Problem to solve -
Copy the material from its beginning through the line containing "[634,6,728,142]", substituting "examine" for each "inspect" and leaving everything else unchanged.

Records of labeled boxes
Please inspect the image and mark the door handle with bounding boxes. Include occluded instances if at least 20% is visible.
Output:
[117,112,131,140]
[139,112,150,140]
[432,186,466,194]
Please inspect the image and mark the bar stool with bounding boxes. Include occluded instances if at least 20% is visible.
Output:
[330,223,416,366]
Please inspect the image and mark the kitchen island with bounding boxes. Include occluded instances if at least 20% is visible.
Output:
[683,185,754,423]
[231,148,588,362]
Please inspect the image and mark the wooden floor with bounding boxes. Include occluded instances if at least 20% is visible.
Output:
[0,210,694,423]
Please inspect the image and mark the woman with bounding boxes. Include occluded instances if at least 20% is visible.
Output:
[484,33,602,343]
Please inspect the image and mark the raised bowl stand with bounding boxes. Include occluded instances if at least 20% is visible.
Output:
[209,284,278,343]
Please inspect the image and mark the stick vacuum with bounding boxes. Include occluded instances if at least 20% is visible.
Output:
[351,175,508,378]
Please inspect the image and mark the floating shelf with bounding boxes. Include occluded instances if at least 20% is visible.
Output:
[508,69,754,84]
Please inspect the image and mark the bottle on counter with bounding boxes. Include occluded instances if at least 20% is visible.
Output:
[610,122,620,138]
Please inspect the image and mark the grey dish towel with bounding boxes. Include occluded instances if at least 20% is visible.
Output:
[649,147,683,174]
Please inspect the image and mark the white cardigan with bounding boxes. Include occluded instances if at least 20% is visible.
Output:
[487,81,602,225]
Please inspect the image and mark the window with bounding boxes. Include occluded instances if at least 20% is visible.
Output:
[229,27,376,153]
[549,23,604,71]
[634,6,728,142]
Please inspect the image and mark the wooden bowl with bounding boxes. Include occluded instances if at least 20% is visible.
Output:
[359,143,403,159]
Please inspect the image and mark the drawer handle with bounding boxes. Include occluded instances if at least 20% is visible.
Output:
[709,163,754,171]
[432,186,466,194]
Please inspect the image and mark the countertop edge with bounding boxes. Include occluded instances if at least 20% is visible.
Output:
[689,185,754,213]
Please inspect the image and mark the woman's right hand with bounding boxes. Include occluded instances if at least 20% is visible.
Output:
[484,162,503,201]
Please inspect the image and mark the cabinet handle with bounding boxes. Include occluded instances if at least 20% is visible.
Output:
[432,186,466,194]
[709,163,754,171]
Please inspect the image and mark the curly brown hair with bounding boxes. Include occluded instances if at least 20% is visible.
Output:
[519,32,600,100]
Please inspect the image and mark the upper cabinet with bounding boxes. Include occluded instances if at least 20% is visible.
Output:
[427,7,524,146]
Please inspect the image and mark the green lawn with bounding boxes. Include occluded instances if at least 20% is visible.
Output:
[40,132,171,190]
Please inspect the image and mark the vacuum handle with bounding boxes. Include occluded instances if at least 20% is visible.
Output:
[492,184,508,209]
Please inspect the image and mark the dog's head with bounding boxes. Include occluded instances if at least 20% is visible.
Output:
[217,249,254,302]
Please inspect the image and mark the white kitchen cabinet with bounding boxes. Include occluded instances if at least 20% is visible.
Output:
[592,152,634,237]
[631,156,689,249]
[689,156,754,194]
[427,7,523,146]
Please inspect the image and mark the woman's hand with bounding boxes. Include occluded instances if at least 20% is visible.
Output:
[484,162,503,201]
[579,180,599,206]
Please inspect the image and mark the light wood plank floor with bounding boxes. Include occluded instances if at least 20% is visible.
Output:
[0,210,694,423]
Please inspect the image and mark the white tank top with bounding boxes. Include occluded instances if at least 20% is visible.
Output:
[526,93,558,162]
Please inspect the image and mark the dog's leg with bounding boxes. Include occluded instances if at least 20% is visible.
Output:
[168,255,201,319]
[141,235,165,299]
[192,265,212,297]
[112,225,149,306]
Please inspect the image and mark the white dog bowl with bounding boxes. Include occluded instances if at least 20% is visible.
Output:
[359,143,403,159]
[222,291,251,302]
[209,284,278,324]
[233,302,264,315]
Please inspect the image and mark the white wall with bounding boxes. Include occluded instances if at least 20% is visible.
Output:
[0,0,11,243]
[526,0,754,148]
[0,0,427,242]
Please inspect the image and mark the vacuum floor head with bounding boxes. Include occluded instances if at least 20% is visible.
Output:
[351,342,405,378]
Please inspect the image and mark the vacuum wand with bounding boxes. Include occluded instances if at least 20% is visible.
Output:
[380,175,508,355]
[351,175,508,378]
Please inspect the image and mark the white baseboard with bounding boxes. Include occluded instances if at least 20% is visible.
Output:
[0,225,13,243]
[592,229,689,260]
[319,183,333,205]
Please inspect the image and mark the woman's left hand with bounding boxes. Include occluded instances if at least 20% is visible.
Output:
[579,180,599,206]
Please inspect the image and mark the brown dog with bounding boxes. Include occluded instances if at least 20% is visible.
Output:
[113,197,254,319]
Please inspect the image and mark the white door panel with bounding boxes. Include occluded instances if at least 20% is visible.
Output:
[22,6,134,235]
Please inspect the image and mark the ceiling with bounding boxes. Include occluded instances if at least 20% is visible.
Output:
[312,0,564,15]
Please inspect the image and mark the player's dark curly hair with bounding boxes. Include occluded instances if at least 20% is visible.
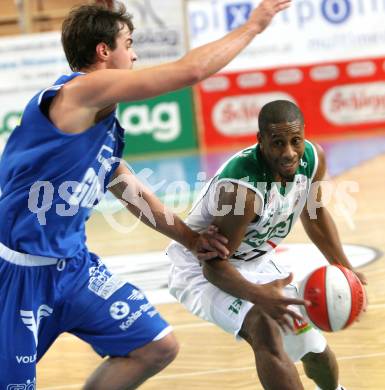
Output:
[258,100,304,135]
[61,3,134,71]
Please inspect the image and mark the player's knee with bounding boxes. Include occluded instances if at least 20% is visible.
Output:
[139,333,179,373]
[240,307,283,356]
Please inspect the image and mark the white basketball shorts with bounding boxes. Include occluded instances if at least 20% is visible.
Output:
[167,244,326,362]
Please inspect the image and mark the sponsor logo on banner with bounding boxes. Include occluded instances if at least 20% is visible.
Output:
[321,82,385,125]
[103,244,382,304]
[121,102,181,142]
[187,0,385,71]
[212,92,294,136]
[225,2,253,31]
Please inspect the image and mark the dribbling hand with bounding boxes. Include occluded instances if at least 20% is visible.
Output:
[193,225,229,261]
[254,273,310,331]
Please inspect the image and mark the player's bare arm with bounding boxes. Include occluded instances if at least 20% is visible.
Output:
[50,0,291,133]
[109,163,229,260]
[301,144,366,284]
[202,184,305,328]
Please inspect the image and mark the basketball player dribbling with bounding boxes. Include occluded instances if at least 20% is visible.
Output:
[167,100,366,390]
[0,0,292,390]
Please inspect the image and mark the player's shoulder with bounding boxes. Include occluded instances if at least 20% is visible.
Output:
[218,145,263,181]
[299,140,323,178]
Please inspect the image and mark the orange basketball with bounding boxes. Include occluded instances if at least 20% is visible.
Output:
[300,265,366,332]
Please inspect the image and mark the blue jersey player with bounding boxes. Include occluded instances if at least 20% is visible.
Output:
[0,0,290,390]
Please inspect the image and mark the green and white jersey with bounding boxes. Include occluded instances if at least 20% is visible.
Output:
[182,141,318,261]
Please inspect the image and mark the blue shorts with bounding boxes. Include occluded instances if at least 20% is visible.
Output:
[0,244,171,390]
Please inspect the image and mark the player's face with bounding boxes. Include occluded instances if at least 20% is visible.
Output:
[107,25,138,69]
[258,121,305,180]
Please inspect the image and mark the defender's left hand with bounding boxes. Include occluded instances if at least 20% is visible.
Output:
[193,225,229,261]
[352,270,368,286]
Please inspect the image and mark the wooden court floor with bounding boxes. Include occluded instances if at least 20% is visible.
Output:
[37,155,385,390]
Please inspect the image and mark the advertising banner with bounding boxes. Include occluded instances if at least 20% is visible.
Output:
[123,0,186,67]
[118,88,197,159]
[187,0,385,71]
[0,32,70,153]
[196,58,385,148]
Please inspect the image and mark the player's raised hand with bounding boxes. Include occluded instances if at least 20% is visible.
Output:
[254,273,310,330]
[249,0,291,32]
[193,225,229,261]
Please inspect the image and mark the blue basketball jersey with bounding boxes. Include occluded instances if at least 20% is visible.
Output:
[0,73,124,258]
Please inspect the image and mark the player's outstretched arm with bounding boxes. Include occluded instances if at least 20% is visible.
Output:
[70,0,291,110]
[109,163,229,260]
[301,145,366,284]
[202,183,305,329]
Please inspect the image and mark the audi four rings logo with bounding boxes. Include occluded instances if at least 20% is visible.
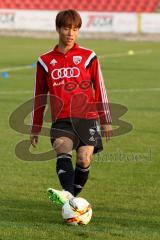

The completed task -
Please examine the image and mark the door handle with bounding boxes. Include occluded instances if at least 20% is visible.
Output:
[117,112,131,140]
[139,112,150,140]
[432,186,466,194]
Please examine the image and mark the bar stool with bounding boxes. Include occluded instances if at least 20% is visible.
Output:
[330,223,416,366]
Please examine the image and mark the kitchen island with bounding boxes. Include occluded instances if at least 20% is visible.
Output:
[683,185,754,423]
[231,148,588,362]
Please examine the image and mark the wooden floor with bounding boxes. Include occluded instances if at least 20% is visible.
Output:
[0,210,694,423]
Please examine the image and mark the woman with bounding boxes. Include occluded instances if at least 20% is visible.
Output:
[484,33,602,343]
Please examine the image and mark the raised bowl stand with bounding boxes. Include occluded instances if at least 20% is visible.
Output:
[209,284,278,343]
Please examine the image and mark the stick vacuum with bounding boxes. Include occluded instances if at least 20% is visible.
Output:
[351,175,508,378]
Please examine the image and mark the floating shelf with bounding boxes. Include occluded instances if at least 20% is visible.
Output:
[508,69,754,84]
Please examine the image and mark the bottle on counter with bounding boxes. Include occluded instances if at least 20% is visible.
Output:
[610,122,620,138]
Please examine the image and mark the grey dish towel with bounding boxes. Include occluded instances if at least 20% is visible.
Output:
[649,147,683,174]
Please examine the image and mark the white cardigan with bounding boxes. Include occluded instances if at least 20% is visible.
Output:
[487,81,602,225]
Please examine the image and mark the window with bounding boxes. Include occluded instances if at least 20% is visible.
Output:
[229,27,376,153]
[549,23,604,71]
[634,6,728,142]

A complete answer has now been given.